§ Zadania
a – Przepisz fragment wpisu o psach z cmentarza. Zacznij od słów „O wszystkich stworzeniach”, skończ po „i w transporter.”, a „cmentarzu” zastąp przez „placu”.
b – Kiedy według wpisu o psach z cmentarza podrzucono oba psy?

§ Tekst do przeczytania

■ ■ ■ ■ ■

Winnica/Pułtusk. Pies nie odchodzi od grobu,potrzebna pomoc

O wszystkich stworzeniach poza kotami

Post » Wto gru 30, 2014 14:46 Re: Winnica/Pułtusk. Pies nie odchodzi od grobu,potrzebna po

No to już jasne.
PSY SA DWA PODOBNE DO SIEBIE TYPU JAMNIKOWANETEGO, PODRZUCONE W WIGILIĘ.

Mieszkają na cmentarzu, są głodne. Ale...... nie dadzą się złapać. Agnieszka próbowała i w ręce, i w transporter.
Przy próbie łapania szczerzą zęby. Musiały już nieżle dostać w skórę od "człowieka". Agnieszka nakarmiła, zostawiła zapas suchego i wraca, bo nic więcej nie da się zrobić.

■ ■ ■ ■ ■

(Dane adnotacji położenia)

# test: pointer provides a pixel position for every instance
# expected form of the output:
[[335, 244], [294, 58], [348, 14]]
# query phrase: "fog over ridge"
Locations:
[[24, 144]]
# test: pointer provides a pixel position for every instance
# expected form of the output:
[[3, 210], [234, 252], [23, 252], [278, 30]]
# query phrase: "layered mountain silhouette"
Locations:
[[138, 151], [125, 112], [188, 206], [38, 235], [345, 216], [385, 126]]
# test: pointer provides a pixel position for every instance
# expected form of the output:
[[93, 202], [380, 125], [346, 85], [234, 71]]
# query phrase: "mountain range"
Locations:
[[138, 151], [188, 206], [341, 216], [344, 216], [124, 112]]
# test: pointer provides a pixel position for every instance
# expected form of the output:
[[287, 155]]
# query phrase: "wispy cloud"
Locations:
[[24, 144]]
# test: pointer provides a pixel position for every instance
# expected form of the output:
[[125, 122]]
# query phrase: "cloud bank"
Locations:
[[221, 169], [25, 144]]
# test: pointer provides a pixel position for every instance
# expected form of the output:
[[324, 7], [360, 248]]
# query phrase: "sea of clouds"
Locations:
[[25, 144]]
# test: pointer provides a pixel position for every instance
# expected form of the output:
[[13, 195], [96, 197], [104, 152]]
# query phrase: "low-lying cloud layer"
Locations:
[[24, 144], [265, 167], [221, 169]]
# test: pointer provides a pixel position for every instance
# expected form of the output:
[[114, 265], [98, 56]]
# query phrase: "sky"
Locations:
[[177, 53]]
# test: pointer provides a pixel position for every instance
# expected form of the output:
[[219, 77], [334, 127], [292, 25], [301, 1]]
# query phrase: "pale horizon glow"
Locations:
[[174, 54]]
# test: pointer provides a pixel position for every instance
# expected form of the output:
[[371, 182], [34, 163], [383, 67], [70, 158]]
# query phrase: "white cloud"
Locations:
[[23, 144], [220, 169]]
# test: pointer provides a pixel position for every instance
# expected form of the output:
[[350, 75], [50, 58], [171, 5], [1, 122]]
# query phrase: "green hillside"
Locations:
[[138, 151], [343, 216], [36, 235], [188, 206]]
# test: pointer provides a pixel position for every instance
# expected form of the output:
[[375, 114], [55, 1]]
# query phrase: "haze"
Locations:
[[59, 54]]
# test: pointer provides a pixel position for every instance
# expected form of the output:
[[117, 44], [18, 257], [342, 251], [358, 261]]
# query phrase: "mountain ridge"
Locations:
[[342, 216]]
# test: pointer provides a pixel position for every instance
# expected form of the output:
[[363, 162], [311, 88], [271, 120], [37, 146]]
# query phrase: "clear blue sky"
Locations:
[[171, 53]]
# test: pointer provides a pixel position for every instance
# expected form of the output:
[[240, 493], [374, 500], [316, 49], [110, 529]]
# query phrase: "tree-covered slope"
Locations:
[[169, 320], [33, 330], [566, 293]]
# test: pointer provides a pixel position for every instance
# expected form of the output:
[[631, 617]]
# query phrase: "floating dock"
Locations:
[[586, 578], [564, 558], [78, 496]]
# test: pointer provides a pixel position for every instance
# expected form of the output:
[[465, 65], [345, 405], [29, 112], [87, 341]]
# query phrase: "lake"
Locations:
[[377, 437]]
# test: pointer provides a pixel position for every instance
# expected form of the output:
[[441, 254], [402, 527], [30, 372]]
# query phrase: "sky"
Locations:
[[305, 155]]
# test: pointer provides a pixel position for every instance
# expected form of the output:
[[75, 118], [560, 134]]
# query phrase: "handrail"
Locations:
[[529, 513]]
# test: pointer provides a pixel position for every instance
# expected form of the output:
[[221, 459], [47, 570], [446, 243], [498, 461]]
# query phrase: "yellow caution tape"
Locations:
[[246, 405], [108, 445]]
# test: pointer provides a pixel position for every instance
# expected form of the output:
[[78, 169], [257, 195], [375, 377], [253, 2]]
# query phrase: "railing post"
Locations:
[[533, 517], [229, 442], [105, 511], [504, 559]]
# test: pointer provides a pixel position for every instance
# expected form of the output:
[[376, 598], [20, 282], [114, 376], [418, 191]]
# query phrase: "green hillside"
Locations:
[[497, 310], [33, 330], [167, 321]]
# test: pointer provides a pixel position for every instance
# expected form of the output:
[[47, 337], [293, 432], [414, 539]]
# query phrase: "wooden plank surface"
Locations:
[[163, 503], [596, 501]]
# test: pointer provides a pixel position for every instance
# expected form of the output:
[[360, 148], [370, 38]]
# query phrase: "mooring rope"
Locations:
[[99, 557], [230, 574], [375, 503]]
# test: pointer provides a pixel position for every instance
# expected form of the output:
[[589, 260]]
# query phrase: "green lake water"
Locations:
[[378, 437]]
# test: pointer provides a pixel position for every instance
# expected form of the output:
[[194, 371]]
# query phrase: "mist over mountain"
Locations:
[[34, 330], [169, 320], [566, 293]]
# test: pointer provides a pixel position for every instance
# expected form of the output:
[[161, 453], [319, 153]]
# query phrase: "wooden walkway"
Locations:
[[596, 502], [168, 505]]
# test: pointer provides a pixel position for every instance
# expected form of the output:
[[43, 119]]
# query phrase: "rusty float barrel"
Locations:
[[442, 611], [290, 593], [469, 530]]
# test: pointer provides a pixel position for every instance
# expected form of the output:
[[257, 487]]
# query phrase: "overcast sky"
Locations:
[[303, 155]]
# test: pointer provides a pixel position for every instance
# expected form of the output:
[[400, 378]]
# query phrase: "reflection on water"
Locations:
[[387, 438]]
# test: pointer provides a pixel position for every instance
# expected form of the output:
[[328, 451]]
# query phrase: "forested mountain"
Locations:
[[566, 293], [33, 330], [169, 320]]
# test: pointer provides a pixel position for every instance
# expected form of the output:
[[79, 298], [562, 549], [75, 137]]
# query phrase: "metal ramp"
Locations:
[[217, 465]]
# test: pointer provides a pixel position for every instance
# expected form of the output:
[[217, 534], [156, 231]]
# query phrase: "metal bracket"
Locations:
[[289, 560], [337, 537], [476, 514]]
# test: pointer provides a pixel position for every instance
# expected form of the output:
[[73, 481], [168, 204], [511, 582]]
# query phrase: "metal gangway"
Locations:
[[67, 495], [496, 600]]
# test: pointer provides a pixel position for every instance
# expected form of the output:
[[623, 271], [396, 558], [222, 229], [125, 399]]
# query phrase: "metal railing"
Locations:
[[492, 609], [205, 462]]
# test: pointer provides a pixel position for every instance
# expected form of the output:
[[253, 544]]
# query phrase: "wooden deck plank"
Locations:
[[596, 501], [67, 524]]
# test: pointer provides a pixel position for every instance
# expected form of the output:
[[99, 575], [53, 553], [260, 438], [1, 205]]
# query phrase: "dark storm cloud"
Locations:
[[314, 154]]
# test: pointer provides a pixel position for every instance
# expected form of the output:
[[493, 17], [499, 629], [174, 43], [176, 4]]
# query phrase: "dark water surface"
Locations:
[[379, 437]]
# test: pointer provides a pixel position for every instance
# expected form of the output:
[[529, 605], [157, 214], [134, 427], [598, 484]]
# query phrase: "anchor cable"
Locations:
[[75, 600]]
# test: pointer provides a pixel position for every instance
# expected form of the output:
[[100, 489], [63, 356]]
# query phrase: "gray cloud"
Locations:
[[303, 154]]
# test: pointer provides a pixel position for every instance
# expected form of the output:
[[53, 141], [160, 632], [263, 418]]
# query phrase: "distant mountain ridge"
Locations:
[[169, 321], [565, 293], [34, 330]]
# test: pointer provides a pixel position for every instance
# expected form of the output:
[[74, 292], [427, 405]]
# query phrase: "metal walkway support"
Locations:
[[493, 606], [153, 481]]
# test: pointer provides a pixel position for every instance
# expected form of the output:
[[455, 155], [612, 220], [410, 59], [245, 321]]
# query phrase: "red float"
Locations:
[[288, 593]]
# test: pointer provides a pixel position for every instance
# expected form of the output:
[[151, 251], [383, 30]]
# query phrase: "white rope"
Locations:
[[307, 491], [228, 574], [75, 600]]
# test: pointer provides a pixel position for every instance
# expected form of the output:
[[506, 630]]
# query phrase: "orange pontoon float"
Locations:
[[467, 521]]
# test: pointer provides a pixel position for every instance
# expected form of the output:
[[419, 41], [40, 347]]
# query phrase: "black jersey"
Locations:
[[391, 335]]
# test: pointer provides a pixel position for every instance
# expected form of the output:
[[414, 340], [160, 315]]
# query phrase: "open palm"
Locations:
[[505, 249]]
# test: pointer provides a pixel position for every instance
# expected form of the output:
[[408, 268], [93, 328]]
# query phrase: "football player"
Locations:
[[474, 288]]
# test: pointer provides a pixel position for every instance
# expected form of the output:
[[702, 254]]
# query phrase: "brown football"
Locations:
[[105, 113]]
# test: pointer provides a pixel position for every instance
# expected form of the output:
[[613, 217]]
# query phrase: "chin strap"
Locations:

■ ■ ■ ■ ■

§ Odpowiedzi do zadań
a –
O wszystkich stworzeniach poza kotami

Post » Wto gru 30, 2014 14:46 Re: Winnica/Pułtusk. Pies nie odchodzi od grobu,potrzebna po

No to już jasne.
PSY SA DWA PODOBNE DO SIEBIE TYPU JAMNIKOWANETEGO, PODRZUCONE W WIGILIĘ.

Mieszkają na placu, są głodne. Ale...... nie dadzą się złapać. Agnieszka próbowała i w ręce, i w transporter.

b – W Wigilię.